■ What to work on: Copy verbatim the lines of the records below, starting at the line containing "Could you please indicate the bird wing" and continuing through the last line of the records.

====== Supplied data ======

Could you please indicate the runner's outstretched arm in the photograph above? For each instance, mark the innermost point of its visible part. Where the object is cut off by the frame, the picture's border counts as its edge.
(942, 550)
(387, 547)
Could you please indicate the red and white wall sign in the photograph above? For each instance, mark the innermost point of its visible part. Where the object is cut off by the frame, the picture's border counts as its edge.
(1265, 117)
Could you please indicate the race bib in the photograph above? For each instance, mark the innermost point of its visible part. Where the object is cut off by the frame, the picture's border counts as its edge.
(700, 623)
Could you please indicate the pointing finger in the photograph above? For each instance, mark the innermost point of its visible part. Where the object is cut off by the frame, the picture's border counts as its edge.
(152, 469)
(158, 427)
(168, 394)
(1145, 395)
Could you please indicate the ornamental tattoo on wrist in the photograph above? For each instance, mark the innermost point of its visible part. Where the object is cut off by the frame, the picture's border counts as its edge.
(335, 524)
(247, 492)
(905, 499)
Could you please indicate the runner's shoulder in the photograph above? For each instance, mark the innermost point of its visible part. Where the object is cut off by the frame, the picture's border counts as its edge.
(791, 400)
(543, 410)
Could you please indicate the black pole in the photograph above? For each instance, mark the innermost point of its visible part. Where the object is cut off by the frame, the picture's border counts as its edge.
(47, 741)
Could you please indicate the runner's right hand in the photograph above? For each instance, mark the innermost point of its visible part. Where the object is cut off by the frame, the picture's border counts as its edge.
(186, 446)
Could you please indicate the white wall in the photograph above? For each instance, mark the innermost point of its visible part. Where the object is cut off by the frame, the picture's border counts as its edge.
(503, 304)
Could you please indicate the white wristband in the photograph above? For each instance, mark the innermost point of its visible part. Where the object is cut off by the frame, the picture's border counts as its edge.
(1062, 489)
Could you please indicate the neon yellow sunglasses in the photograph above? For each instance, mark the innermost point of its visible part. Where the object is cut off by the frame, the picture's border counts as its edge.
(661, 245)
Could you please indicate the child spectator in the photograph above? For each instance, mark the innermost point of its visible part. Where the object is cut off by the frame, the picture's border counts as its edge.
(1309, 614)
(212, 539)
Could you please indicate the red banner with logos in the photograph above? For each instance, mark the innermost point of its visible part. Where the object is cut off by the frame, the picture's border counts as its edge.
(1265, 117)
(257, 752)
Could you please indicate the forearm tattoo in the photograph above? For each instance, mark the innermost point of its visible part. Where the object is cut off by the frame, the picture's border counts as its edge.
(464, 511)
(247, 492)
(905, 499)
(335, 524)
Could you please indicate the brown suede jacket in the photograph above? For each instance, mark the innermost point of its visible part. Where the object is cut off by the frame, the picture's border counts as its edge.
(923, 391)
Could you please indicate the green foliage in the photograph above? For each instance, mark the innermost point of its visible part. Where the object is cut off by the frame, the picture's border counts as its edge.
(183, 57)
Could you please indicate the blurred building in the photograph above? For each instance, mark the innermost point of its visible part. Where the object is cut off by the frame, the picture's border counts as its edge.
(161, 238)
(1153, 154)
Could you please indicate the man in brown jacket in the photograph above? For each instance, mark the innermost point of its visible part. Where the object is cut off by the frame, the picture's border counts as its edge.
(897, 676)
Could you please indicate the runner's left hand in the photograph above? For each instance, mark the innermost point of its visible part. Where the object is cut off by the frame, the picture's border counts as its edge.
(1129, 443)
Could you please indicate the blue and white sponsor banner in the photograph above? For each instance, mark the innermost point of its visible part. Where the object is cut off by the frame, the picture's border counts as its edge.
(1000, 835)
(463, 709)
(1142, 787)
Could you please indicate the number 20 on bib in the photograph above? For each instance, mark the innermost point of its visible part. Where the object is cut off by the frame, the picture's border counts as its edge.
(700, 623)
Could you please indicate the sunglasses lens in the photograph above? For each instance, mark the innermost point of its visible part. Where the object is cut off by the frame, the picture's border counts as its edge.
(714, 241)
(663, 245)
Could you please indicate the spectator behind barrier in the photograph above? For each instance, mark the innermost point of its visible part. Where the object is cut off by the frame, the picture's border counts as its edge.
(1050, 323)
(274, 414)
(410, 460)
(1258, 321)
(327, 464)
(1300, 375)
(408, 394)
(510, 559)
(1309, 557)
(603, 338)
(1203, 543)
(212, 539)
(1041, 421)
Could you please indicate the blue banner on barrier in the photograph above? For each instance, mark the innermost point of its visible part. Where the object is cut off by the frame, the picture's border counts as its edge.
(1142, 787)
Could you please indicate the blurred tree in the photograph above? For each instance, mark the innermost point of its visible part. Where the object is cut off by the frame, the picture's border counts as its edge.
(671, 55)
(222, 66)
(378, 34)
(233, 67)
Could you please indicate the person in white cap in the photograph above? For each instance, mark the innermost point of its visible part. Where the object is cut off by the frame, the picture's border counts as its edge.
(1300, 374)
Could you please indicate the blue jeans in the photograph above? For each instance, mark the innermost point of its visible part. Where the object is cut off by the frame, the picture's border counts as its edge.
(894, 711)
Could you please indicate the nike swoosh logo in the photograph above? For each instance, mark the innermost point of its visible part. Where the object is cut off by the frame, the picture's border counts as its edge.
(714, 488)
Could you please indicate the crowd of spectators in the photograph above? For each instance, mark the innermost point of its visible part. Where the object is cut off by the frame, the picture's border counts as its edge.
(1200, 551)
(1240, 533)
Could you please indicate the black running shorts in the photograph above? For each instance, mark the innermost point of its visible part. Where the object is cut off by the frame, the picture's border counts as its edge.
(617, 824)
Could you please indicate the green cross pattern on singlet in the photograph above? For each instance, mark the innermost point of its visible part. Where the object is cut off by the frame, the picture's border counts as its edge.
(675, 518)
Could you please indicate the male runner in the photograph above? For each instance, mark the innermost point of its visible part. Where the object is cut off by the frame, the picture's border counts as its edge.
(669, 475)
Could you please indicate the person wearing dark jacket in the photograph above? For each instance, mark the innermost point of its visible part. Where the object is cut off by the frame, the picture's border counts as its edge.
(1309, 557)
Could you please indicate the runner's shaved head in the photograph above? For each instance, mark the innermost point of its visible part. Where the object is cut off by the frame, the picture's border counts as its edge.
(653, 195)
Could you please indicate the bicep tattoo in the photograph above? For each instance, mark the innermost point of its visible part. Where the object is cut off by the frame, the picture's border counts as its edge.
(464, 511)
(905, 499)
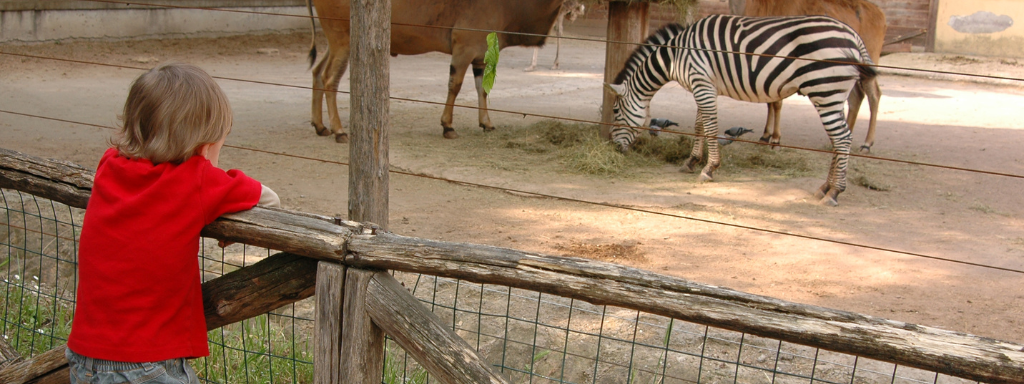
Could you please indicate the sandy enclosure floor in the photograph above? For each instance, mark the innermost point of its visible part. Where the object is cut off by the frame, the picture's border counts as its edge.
(949, 214)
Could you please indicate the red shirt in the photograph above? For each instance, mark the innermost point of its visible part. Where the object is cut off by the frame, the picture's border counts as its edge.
(139, 296)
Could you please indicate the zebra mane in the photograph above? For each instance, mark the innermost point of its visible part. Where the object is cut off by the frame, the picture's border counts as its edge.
(653, 42)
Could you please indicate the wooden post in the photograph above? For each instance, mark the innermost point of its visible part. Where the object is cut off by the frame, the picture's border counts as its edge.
(369, 105)
(933, 19)
(328, 356)
(364, 341)
(627, 24)
(421, 334)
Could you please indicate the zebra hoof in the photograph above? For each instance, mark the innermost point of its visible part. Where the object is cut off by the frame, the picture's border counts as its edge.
(820, 194)
(689, 166)
(829, 202)
(451, 133)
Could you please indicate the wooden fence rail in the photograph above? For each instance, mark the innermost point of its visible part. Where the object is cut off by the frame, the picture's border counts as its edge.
(353, 245)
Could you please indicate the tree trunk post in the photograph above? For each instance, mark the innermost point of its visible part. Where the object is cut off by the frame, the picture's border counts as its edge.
(627, 26)
(369, 105)
(330, 290)
(363, 349)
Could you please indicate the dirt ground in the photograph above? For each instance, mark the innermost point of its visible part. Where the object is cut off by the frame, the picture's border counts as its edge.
(956, 215)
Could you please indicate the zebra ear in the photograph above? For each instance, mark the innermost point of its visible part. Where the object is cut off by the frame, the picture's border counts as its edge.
(617, 89)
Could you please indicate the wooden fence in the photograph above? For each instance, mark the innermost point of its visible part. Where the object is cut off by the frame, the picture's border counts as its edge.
(323, 255)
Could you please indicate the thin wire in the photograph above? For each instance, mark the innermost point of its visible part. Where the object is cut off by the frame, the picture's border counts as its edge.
(566, 38)
(606, 205)
(994, 173)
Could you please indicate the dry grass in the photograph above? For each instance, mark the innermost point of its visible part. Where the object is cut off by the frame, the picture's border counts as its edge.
(576, 147)
(605, 252)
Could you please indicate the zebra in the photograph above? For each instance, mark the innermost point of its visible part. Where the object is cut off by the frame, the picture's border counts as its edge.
(757, 59)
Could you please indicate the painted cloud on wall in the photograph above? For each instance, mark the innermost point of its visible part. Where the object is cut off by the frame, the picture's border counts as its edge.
(981, 23)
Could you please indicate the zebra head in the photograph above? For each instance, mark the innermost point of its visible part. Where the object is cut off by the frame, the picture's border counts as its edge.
(627, 117)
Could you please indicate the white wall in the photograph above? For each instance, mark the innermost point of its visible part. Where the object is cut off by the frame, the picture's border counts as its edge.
(37, 26)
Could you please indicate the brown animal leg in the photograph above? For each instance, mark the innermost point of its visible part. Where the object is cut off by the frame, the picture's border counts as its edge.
(481, 96)
(532, 65)
(316, 119)
(558, 34)
(458, 73)
(335, 70)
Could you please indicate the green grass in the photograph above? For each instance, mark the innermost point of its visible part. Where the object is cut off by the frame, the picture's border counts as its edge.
(34, 321)
(257, 350)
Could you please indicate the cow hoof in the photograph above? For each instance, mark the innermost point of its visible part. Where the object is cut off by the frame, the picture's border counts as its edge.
(321, 130)
(451, 133)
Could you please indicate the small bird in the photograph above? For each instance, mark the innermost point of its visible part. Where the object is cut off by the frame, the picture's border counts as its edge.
(732, 133)
(656, 125)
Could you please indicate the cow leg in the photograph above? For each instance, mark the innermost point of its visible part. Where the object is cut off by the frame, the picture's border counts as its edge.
(532, 65)
(335, 70)
(481, 96)
(316, 119)
(558, 35)
(457, 75)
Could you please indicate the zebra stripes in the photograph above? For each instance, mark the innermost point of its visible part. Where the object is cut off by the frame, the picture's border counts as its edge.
(757, 59)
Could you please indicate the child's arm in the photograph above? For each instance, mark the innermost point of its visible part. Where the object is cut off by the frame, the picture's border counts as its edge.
(268, 198)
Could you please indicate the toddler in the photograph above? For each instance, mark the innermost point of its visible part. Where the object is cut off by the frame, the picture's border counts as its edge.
(139, 308)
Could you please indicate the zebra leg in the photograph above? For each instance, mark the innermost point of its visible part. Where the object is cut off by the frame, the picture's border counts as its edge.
(870, 87)
(768, 124)
(696, 152)
(709, 111)
(839, 133)
(776, 131)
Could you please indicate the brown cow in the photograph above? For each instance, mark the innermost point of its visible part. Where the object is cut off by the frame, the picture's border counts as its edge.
(458, 28)
(569, 11)
(862, 15)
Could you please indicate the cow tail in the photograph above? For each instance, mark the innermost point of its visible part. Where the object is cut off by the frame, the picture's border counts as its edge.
(312, 44)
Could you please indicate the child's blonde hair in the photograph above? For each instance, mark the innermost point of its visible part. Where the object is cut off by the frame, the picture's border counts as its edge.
(171, 111)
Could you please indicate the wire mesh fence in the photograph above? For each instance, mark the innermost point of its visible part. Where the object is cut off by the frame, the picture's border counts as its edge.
(528, 336)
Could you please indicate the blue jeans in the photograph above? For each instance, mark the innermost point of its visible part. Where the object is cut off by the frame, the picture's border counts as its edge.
(93, 371)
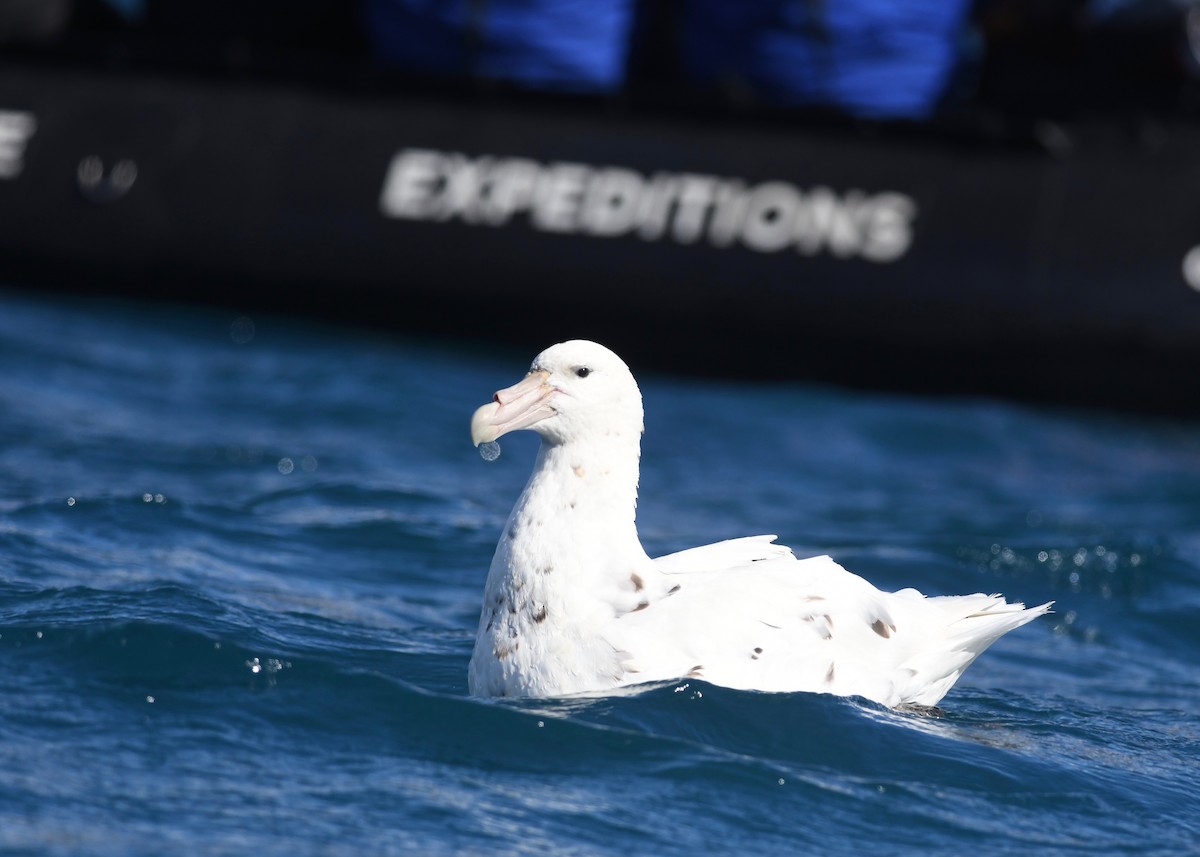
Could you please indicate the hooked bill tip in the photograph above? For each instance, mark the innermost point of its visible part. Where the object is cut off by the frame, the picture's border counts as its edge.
(483, 430)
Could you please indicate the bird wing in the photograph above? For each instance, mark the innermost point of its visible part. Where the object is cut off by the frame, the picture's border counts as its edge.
(778, 623)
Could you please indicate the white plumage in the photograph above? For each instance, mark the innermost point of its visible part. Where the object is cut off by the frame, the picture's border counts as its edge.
(574, 604)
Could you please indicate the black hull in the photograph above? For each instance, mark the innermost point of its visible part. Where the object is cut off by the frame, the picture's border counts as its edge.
(905, 259)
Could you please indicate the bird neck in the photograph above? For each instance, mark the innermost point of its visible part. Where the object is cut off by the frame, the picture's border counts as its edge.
(579, 510)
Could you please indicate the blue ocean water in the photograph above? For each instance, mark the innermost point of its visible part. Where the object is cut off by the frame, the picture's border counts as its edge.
(240, 568)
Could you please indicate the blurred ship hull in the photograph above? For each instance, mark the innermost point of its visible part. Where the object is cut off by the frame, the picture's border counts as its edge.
(1062, 267)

======

■ Output of the task:
Could you please indicate the bird wing in the photograph above? For each instance, mark the innermost point of its visible part. Where the object is cut off by the frame, the picture's border counts as its edge.
(778, 623)
Could you please indicate the white plumage in the photograph above? For each instance, mark the innermost point of its visible part. Where the object is cut off by the frame, the picture's border counts as its edge.
(574, 604)
Could you please indicate the black hull in the photograph above? For each instance, mark the innermost point of its visible part. Where the object is cut off by the frame, the picture's border counts as its edge.
(905, 259)
Could you please indicate the bird neck in the photograph above? For each instance, mark the innermost point of its visible part. Where the object is cut off by the frame, the picture's border counts as its edge.
(579, 510)
Could you please indicate the blue ocean water in the photograph above? For each instance, mark the innermost point of its visible part. Where the object is cut off by the frame, the picture's border counts as its edge.
(240, 568)
Could you please indicate the blurred ship hull in the photograph above? For each instance, mark the innermost point of its visible part. Where the object is cut off by the frame, the picture's border counts as its edge.
(1062, 267)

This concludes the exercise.